◆ **Assignment**
Print each record below precisely, with every picture left out of the copy.

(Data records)
════════════════════
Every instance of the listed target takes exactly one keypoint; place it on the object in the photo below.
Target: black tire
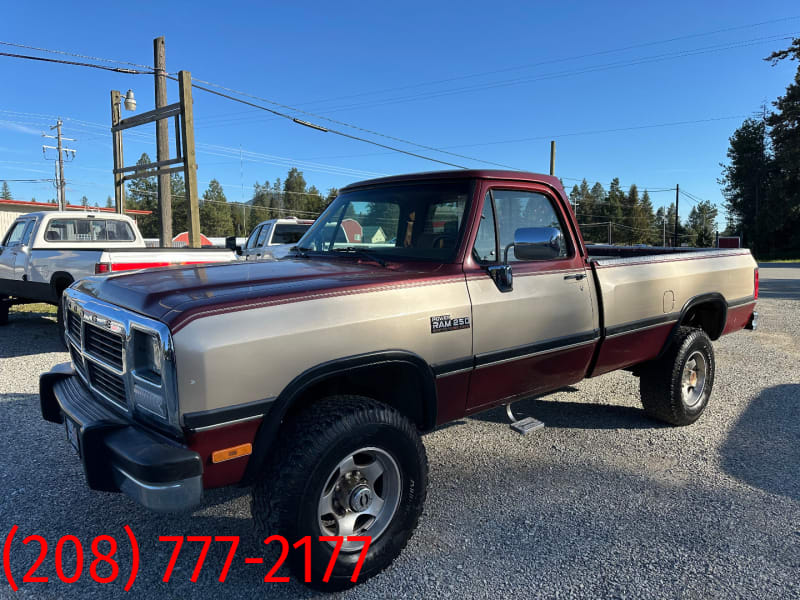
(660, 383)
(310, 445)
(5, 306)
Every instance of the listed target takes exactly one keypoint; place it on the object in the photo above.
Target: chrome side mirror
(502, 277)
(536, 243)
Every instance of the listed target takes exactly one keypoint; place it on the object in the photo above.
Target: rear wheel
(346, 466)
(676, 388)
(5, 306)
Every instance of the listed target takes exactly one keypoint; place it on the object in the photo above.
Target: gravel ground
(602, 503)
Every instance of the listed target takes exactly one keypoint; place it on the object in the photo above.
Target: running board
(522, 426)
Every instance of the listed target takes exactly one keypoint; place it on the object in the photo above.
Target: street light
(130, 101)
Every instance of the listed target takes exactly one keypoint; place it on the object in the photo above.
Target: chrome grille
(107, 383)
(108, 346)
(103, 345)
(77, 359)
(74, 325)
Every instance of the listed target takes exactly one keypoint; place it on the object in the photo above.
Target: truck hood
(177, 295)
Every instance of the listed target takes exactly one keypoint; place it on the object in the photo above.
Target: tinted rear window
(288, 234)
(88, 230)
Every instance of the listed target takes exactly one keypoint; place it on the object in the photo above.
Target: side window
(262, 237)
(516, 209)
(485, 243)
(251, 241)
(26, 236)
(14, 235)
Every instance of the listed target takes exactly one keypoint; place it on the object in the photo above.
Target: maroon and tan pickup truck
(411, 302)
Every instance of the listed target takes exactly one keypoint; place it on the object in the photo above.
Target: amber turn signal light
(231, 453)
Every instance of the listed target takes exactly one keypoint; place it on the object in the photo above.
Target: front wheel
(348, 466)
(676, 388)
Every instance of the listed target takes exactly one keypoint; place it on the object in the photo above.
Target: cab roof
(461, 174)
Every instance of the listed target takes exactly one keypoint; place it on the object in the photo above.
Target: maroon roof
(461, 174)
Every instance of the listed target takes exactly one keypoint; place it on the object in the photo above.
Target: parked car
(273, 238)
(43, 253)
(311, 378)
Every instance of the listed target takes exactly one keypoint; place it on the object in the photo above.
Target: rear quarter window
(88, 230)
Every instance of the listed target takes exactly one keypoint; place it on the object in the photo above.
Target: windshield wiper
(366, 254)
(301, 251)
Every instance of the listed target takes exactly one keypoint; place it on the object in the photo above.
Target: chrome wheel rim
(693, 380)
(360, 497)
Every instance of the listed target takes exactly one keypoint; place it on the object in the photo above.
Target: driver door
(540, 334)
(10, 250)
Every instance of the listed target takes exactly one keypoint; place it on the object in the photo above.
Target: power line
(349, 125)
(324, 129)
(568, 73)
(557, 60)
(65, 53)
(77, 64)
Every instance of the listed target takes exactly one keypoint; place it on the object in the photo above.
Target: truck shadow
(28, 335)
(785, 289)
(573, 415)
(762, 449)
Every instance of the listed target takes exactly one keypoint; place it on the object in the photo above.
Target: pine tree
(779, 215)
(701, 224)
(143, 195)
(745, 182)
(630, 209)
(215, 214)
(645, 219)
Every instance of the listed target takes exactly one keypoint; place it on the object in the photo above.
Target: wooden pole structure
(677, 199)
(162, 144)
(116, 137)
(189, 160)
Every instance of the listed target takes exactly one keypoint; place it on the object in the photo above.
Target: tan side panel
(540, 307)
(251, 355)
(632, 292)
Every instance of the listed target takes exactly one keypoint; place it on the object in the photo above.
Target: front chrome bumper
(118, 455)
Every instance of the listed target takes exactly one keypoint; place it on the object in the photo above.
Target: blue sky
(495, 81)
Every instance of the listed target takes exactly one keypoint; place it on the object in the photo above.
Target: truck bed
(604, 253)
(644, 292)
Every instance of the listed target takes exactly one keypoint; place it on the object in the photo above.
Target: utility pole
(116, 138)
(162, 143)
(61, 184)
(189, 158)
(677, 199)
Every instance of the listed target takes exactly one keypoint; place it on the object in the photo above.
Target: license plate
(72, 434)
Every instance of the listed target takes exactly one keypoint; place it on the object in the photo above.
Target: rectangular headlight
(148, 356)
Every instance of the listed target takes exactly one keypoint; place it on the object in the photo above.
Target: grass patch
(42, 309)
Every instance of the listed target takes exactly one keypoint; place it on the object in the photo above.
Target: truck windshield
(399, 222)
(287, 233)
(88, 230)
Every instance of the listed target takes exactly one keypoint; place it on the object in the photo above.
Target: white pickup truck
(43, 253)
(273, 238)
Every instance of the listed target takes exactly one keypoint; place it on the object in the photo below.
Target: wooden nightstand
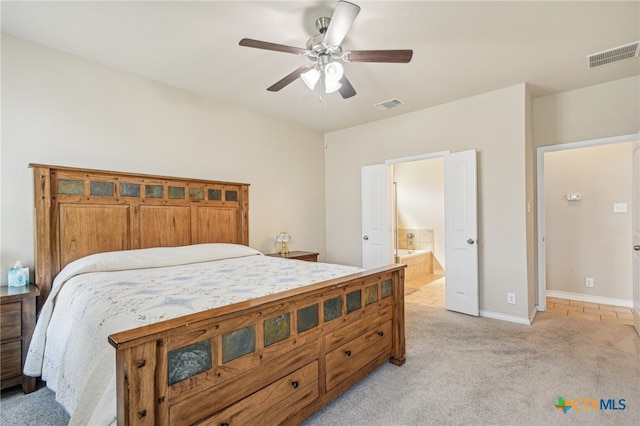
════════════════════
◆ **Result of the task**
Every instance of the listed target takes exactly one keypoint; place it on the object in the photo below.
Target: black tire
(660, 383)
(310, 445)
(5, 306)
Every instance of the listed target takes exactly one keypoint; place it on the object in the photo above.
Target: chrome side mirror
(502, 277)
(536, 243)
Every instance of the listed target takes exactly one keypoint; place it on the object in the photo above.
Target: rear wheel
(346, 466)
(676, 388)
(5, 306)
Every instance of the listed target takes exactly one keypoint; place it on the object in the photo above.
Target: gravel ground
(602, 503)
Every instance of the listed target takes exactly one keypoint; place it on the object in the photo above.
Target: running board
(522, 426)
Every instance of the listed target takes exactly one keypoint; place it on the object in the photo above.
Target: street light
(130, 101)
Every instance of the listed target takes exactly one keypoint; place it on the object in the photo above.
Target: chrome grille
(107, 383)
(108, 346)
(103, 345)
(77, 359)
(74, 325)
Every instance of the listed target takes exactly one keypoint; place it on the object in the photo above.
Target: truck hood
(177, 295)
Every instance of the listed target takes exactly one keypoint; place it on the object in the photo above.
Target: tinted rear window
(288, 234)
(88, 230)
Every instance of the listed target takes exactly one keypoint; place it on the object in the photo above.
Target: side window
(262, 237)
(516, 209)
(485, 243)
(251, 241)
(26, 236)
(14, 235)
Every instance of the listed target takes exactly one keypoint; place it on the object in the photo above.
Target: maroon and tan pickup truck
(411, 302)
Every instance of the listed target takes exactly one keypoint; place it on the object in the photo above.
Target: amber turn signal light
(231, 453)
Every instance of the listed target takes exactly one keypoint; place it on the object in the photo above.
Target: front wheel
(348, 466)
(676, 388)
Every instance of the listed target takes exactly one keypoint; place it on the object in the photo above.
Target: cab roof
(461, 174)
Every instance of the listed target takes exactly one keypoint; place it on the object in the photo above.
Target: maroon roof
(461, 174)
Every instance of the listed target takes exactly one keypoint; place it on the object in the photo above.
Target: parked car
(273, 238)
(43, 253)
(311, 378)
Every instance of the listed target takes exactly one keypoint; place it on the object in the photo above.
Target: rear quarter window
(88, 230)
Every instance of the listed target takes exactly one keypoint; place it on the object in the photo above.
Target: windshield wiper
(366, 254)
(301, 251)
Every instance of the listed target takes exactly one keypoint; place it on the object in the photo above.
Target: chrome wheel rim
(693, 380)
(360, 497)
Every instance of the listed target takes exactly one keypoint; place it on the object in the photo above.
Target: driver door
(540, 334)
(10, 250)
Every instance of the listed target takes exactly one keypoint; place it on the object in the photo above.
Target: power line
(349, 125)
(324, 129)
(568, 73)
(557, 60)
(65, 53)
(77, 64)
Every instance of the listed target takes exactly one keypoint; place it on the object in the photo above.
Target: truck shadow
(28, 335)
(785, 289)
(573, 415)
(762, 449)
Every instance of the listed target takes exactly one keypoint; place it on the object in the photo above.
Target: pine tree
(779, 215)
(701, 224)
(143, 195)
(745, 182)
(630, 209)
(215, 214)
(645, 219)
Every instance of the listed target takes exactly one keypoint; place it on the object in the photo above.
Target: wooden pole structure
(677, 199)
(162, 144)
(116, 137)
(189, 160)
Every instance of the listed target takes exactly one keypoint; place it on the object in the photo above.
Target: tan side panel
(540, 307)
(251, 355)
(632, 292)
Every instance of the listed target takes exactly one keypoint; place it on the object in the photo above.
Target: front chrome bumper
(118, 455)
Every instance of the listed target takes exactly one keypoint; place it on the object in the photo above.
Target: blue sky
(495, 81)
Every instance of the listed target takes exactly one keypoint; place it on the object in the photo above.
Target: truck bed
(604, 253)
(644, 292)
Every instance of the listed target takes exactly one keypoint; place it on the object in the photo above.
Target: utility pole
(116, 138)
(162, 143)
(61, 184)
(189, 158)
(677, 199)
Every instance of the listed target takes exactly one keypoint; place it on the object in the photo above.
Target: license plate
(72, 434)
Every instance of the listed target takes exactly one keypoint; place it on the object in the photo above.
Target: rectangular headlight
(148, 356)
Every instance of the listed target takes exactly one keypoint; place it on the object in the photo above.
Target: grass patch
(42, 309)
Every instance of the listed target takes exactly one keypoint; place it on the object in the photo above.
Target: truck windshield
(399, 222)
(287, 233)
(88, 230)
Every instance of the listed target takes exactly one keypoint; place it on the object in the photo above.
Target: white pickup truck
(43, 253)
(273, 238)
Every instance of the listed target takes exactly one keypoint; place it on the object in the photo below.
Target: wooden nightstand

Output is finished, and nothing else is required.